In the data below, repeat the line containing "american flag in the photo above." and every following line exactly, up to and including the last line. Exclude pictures.

(Image-grounded pointing data)
━━━━━━━━━━━━━━━━

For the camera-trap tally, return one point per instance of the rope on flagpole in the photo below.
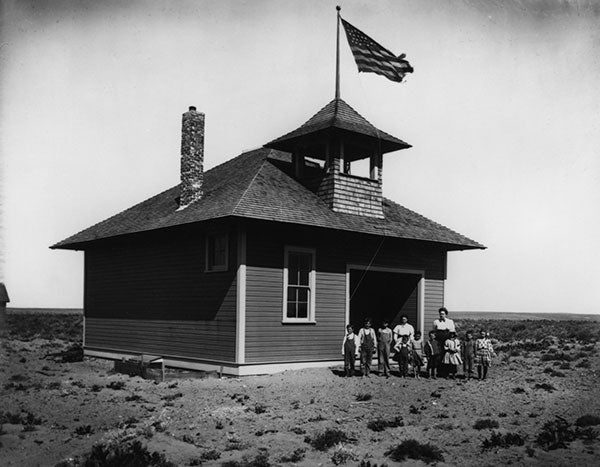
(337, 55)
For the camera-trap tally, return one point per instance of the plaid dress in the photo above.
(484, 352)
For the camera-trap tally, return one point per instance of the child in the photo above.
(452, 356)
(403, 355)
(417, 354)
(384, 344)
(483, 354)
(349, 350)
(433, 352)
(468, 355)
(367, 343)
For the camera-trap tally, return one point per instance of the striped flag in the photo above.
(372, 57)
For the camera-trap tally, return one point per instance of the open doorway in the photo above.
(383, 295)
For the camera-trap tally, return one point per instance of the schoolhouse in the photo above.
(257, 265)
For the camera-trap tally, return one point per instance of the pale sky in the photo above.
(503, 112)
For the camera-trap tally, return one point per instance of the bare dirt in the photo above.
(194, 418)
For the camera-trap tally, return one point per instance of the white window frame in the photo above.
(219, 267)
(312, 275)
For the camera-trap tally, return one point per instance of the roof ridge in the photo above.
(233, 211)
(433, 222)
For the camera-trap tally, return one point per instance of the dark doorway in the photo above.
(383, 295)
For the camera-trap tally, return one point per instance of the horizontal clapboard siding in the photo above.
(267, 339)
(434, 299)
(158, 337)
(152, 295)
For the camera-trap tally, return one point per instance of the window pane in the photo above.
(302, 310)
(299, 269)
(303, 295)
(291, 312)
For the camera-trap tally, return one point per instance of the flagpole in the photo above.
(337, 56)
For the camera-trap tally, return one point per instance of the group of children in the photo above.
(441, 354)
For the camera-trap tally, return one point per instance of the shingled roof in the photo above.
(258, 185)
(337, 115)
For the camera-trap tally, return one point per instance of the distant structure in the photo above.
(257, 265)
(3, 301)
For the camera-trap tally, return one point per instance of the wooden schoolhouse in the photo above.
(257, 265)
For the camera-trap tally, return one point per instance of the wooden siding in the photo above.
(270, 340)
(151, 294)
(434, 299)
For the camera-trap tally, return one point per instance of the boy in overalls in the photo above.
(368, 343)
(384, 346)
(349, 350)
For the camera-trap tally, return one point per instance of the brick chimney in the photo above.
(192, 157)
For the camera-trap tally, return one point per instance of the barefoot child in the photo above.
(468, 354)
(368, 344)
(484, 353)
(349, 350)
(403, 355)
(417, 354)
(452, 355)
(384, 345)
(433, 352)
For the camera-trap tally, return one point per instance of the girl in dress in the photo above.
(402, 349)
(452, 356)
(417, 354)
(484, 353)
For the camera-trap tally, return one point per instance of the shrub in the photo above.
(260, 408)
(498, 440)
(131, 453)
(134, 398)
(327, 439)
(587, 433)
(21, 418)
(83, 430)
(565, 357)
(381, 424)
(342, 454)
(261, 460)
(412, 449)
(485, 423)
(545, 387)
(587, 420)
(555, 434)
(172, 397)
(583, 364)
(294, 457)
(116, 385)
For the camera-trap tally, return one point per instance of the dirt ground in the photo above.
(269, 420)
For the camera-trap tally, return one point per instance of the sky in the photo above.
(502, 111)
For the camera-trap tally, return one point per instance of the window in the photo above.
(299, 285)
(216, 252)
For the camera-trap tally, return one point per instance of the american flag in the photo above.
(372, 57)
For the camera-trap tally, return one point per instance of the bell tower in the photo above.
(337, 135)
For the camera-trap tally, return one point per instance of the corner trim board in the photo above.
(240, 332)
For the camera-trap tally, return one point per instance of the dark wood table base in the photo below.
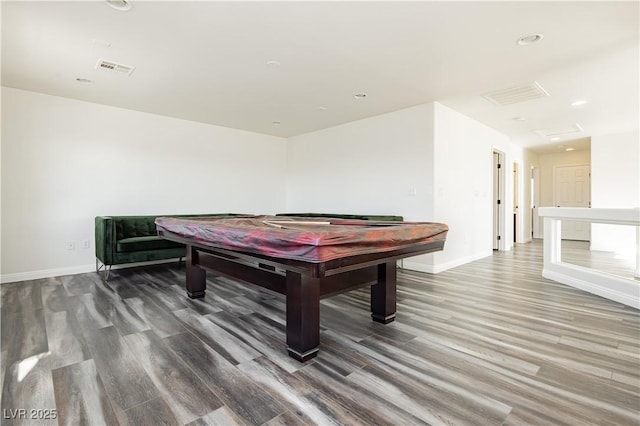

━━━━━━━━━━━━━━━━

▶ [OUTPUT BELOW]:
For the camera-trap tally, return one point per instance of the american flag in the photo above.
(372, 57)
For the camera-trap tally, return one point per instance of the bell tower in the photo above.
(337, 135)
For the camera-trap tally, return one point per instance of the corner trim board in the photo above.
(240, 332)
For the camera-trap tally, return one point per instance of the dark wood table base in the photo below.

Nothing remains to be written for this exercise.